• [Your instructions]:
Return, unchanged, everything in the data below from the line containing "Can you spot the green bush" down to the line containing "x=285, y=23", with both of those lines included.

··········

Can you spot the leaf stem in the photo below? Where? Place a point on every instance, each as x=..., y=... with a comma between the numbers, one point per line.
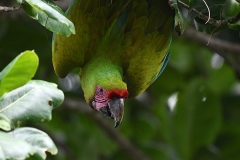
x=8, y=9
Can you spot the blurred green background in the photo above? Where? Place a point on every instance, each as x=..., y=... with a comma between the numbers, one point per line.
x=192, y=112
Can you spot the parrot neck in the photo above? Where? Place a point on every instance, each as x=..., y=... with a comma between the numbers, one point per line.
x=101, y=71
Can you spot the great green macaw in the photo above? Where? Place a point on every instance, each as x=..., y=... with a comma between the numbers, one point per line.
x=121, y=47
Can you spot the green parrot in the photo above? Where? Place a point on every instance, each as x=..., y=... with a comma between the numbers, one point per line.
x=120, y=46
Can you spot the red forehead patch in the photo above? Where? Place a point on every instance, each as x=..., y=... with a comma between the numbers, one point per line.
x=115, y=93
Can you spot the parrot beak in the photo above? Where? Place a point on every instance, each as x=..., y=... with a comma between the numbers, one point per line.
x=114, y=110
x=116, y=107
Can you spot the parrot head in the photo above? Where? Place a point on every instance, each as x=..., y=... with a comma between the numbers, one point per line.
x=110, y=103
x=104, y=88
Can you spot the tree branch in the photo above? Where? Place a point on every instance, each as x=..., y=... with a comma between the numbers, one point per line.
x=131, y=150
x=229, y=51
x=211, y=21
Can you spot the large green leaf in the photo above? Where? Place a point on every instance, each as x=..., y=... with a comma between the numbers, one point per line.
x=25, y=142
x=49, y=15
x=18, y=72
x=32, y=102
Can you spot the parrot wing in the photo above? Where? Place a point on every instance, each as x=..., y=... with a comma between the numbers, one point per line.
x=92, y=20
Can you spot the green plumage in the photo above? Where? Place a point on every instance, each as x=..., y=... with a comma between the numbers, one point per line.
x=119, y=44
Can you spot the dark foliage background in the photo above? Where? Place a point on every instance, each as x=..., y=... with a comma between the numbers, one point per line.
x=203, y=123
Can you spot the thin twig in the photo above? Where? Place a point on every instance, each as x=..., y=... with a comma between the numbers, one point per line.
x=130, y=149
x=209, y=13
x=8, y=9
x=204, y=17
x=224, y=48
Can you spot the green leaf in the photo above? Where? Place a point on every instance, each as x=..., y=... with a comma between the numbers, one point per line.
x=25, y=142
x=18, y=72
x=5, y=123
x=49, y=15
x=179, y=20
x=14, y=148
x=32, y=102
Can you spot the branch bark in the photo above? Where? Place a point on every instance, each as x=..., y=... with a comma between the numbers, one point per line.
x=130, y=149
x=211, y=21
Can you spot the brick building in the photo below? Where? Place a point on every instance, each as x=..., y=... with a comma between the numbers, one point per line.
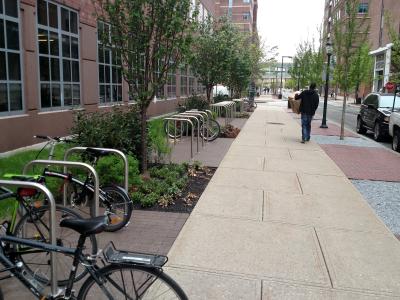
x=378, y=36
x=52, y=63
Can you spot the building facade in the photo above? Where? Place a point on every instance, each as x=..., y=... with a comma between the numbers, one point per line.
x=52, y=63
x=378, y=35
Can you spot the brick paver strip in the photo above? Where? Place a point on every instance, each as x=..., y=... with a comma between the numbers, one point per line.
x=365, y=163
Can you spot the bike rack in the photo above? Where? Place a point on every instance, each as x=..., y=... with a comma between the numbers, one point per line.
x=228, y=106
x=52, y=231
x=197, y=123
x=183, y=120
x=115, y=151
x=196, y=114
x=80, y=165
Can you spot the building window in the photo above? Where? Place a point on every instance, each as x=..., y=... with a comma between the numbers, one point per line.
x=363, y=8
x=10, y=59
x=58, y=42
x=109, y=61
x=184, y=81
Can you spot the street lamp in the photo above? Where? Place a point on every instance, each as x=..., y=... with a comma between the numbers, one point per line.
x=280, y=88
x=329, y=51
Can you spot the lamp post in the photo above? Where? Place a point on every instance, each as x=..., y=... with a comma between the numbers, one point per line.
x=329, y=51
x=280, y=88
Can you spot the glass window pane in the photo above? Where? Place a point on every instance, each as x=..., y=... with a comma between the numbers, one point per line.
x=53, y=17
x=3, y=97
x=2, y=43
x=44, y=69
x=67, y=95
x=101, y=73
x=74, y=48
x=101, y=54
x=42, y=12
x=53, y=43
x=11, y=7
x=14, y=72
x=55, y=95
x=3, y=75
x=75, y=71
x=12, y=35
x=43, y=41
x=66, y=46
x=76, y=94
x=15, y=97
x=107, y=74
x=45, y=94
x=64, y=19
x=74, y=22
x=55, y=69
x=67, y=70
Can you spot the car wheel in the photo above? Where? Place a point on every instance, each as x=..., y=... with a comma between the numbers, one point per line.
x=396, y=141
x=377, y=132
x=360, y=126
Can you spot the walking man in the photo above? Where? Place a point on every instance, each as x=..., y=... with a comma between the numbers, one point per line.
x=309, y=104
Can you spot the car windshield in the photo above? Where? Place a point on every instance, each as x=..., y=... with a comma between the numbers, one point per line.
x=387, y=101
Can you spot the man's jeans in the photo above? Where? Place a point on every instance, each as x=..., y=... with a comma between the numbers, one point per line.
x=306, y=126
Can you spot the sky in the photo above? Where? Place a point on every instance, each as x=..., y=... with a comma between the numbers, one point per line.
x=286, y=23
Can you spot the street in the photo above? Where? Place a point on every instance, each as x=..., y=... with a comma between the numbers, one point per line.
x=334, y=114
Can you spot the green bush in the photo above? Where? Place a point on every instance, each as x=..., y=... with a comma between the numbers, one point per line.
x=118, y=129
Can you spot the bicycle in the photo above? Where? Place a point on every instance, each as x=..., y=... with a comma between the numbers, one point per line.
x=32, y=224
x=114, y=199
x=211, y=128
x=128, y=275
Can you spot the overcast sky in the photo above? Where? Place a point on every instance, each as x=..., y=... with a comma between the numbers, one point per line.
x=285, y=23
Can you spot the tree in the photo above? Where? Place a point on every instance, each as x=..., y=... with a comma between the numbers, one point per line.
x=151, y=37
x=349, y=33
x=212, y=53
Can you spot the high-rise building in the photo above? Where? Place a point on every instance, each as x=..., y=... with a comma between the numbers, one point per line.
x=52, y=63
x=243, y=13
x=378, y=37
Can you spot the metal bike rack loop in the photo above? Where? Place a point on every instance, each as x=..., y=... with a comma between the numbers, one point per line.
x=80, y=165
x=52, y=228
x=182, y=120
x=115, y=151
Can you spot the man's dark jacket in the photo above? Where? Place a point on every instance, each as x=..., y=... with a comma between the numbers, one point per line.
x=309, y=102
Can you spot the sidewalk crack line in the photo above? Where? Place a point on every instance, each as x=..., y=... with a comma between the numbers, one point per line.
x=323, y=256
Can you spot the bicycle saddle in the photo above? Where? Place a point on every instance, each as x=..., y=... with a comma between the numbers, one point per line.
x=86, y=226
x=97, y=152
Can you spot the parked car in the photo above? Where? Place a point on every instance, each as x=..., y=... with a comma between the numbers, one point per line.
x=375, y=113
x=394, y=130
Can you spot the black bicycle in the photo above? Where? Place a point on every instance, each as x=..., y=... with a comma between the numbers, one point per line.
x=115, y=201
x=126, y=275
x=29, y=219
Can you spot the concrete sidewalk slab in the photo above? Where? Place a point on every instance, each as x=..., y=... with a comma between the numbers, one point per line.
x=258, y=249
x=319, y=211
x=231, y=202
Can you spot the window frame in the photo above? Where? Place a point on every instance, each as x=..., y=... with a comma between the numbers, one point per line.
x=4, y=17
x=60, y=33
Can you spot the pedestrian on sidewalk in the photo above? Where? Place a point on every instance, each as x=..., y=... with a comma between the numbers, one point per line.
x=308, y=105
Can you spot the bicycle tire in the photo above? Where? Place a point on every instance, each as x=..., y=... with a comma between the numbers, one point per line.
x=213, y=130
x=35, y=262
x=171, y=131
x=117, y=197
x=152, y=278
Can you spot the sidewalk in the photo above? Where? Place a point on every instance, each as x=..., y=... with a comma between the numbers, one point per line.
x=280, y=220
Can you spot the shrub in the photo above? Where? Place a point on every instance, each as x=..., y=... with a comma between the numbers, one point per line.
x=118, y=129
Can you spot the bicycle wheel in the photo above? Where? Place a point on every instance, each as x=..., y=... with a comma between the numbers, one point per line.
x=34, y=225
x=132, y=282
x=171, y=130
x=118, y=206
x=212, y=130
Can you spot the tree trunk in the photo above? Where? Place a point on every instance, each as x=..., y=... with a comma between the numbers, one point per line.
x=143, y=114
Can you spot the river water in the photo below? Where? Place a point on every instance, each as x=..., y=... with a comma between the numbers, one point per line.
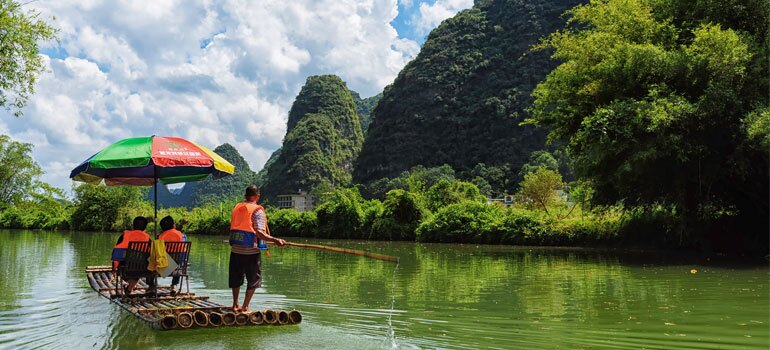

··········

• [Worked answer]:
Can you spot the green bush in the photo above? Where? Place a point on every instance, each as x=..., y=... with a comma between the numbers, one point per line.
x=118, y=129
Can you spot the bicycle in the photo above? Where? Place a point on every instance, each as x=..., y=... with a comma between the numbers, one point per line.
x=32, y=224
x=114, y=199
x=211, y=128
x=128, y=275
Can you spot the overcast sky in the photo above? Where? Place a point on every instance, each as x=..., y=... with a comma between the numbers, one point per line.
x=285, y=23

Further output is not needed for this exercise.